_Required task_.
Copy the part that opens with the row containing "Where can the curved" and closes with the row containing "[[69, 138]]", swapping "curved iron bar" for "bent metal rod" and changing nothing else.

········

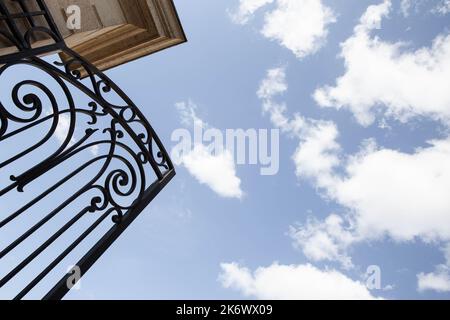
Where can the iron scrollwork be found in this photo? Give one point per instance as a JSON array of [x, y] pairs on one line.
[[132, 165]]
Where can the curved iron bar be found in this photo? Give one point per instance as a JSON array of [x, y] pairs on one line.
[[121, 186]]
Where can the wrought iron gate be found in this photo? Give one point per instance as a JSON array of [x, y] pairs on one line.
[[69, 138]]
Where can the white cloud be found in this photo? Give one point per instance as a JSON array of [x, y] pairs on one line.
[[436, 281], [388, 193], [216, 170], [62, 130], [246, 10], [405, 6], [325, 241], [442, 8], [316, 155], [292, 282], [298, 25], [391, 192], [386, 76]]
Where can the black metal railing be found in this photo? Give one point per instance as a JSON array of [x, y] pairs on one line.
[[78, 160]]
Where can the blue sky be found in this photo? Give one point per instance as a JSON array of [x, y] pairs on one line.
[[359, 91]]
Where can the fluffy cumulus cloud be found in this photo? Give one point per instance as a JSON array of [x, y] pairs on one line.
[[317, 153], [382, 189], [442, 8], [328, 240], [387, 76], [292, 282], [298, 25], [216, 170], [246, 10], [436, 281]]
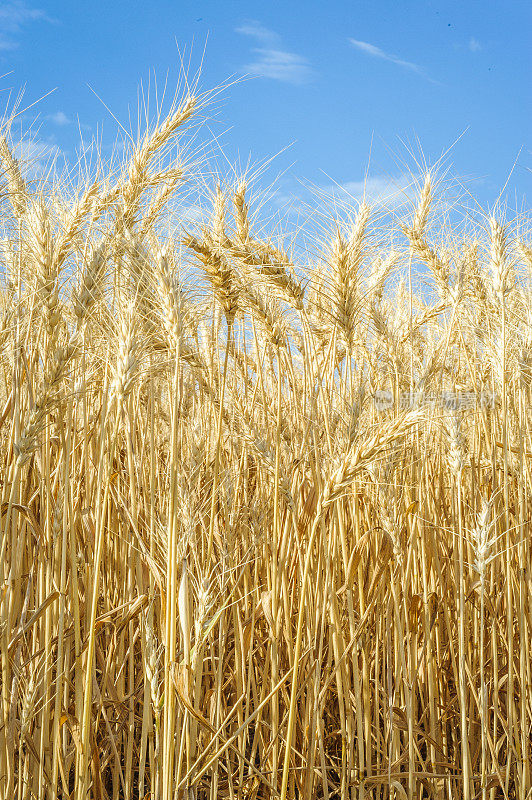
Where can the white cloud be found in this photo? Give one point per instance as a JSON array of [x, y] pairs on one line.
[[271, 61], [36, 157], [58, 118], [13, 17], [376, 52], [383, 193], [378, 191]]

········

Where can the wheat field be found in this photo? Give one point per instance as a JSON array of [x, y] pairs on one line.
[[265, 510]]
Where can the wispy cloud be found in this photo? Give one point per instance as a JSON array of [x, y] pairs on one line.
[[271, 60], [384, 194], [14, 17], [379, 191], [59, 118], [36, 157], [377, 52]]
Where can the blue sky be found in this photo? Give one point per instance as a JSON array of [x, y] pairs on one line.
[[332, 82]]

········

_Solution_.
Where can the bent metal rod be found in this photo? Give one point per instance as a JSON array of [x, y] pairs on one line.
[[121, 186]]
Where can the wrought iron gate be found in this photo? Give one point per instance as a JSON array of [x, y] pairs on one line.
[[69, 138]]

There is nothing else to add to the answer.